**Text block**

Q: For years we’ve received advice on the importance of having a healthy heart. Recently, we have been receiving similar advice about brain health.
Michael Merzenich, PhD (MM): Well, the heart is a vital organ and deserves the attention. But brain health is equally important. The brain grows and sustains our human abilities, and its problems are expressed as our disabilities. The brain defines us, after all, as the person that we are. Have you ever witnessed the slow deterioration of a loved one with Alzheimer’s? If so, you have watched the person that you knew and loved slowly fade away, even while their body may have remained relatively healthy.
Q: So why is the brain getting more attention recently?
MM: Scientists used to believe that the brain developed all of its major functionality—that is, the "wiring" of the brain that supports hearing, seeing, feeling, thinking, emotions and the control of movements—in early infancy. The "mature" brain was thought to be unchangeable, like a computer with all its wires permanently soldered together.
However, there has been a recent revolution in our thinking. We now know that the brain is constantly revising itself. Physical brain change occurs every time we learn something new. This new ﬁnding—that adult brains are malleable—has far-reaching implications for our understanding of brain ﬁtness. We refer to this capacity for continuous physical, chemical and functional brain change as "brain plasticity" or "neuroplasticity."
Q: How does neuroplasticity, or the brain’s ability to rewire itself, relate to brain health?

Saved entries
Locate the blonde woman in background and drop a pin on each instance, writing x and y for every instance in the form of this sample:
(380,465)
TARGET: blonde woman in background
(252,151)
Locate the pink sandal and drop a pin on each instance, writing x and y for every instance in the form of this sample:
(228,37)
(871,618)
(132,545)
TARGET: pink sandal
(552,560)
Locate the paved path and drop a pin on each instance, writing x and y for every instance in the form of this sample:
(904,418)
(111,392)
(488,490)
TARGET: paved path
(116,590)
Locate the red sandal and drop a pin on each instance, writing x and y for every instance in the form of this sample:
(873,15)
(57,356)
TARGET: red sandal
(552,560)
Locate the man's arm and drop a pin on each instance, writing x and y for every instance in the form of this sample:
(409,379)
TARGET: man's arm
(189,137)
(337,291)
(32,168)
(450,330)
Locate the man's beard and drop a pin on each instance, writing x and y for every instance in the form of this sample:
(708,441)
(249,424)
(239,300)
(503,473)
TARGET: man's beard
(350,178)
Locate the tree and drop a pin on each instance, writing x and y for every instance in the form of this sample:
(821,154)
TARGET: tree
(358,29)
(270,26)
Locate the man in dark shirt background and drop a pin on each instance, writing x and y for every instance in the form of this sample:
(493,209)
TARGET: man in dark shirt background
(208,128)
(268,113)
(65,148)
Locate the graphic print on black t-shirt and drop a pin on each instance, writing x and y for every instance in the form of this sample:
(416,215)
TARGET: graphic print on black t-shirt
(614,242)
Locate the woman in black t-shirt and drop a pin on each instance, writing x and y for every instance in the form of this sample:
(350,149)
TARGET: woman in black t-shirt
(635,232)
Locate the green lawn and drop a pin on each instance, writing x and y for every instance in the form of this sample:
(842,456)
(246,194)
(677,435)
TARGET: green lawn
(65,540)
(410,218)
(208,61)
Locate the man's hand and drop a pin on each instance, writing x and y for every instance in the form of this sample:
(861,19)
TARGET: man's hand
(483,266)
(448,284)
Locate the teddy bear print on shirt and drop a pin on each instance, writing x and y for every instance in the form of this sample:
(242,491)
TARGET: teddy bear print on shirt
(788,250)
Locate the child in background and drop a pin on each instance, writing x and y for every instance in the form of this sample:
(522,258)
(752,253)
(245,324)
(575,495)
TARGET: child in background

**Parts of the exercise**
1) In the brain health interview, what did scientists once liken the "mature" brain to?
2) Repeat the passage of the brain health interview between "Michael Merzenich, PhD" and "remained relatively healthy.", inclusive.

**Exercise responses**
1) A computer with all its wires permanently soldered together.

2)
Michael Merzenich, PhD (MM): Well, the heart is a vital organ and deserves the attention. But brain health is equally important. The brain grows and sustains our human abilities, and its problems are expressed as our disabilities. The brain defines us, after all, as the person that we are. Have you ever witnessed the slow deterioration of a loved one with Alzheimer’s? If so, you have watched the person that you knew and loved slowly fade away, even while their body may have remained relatively healthy.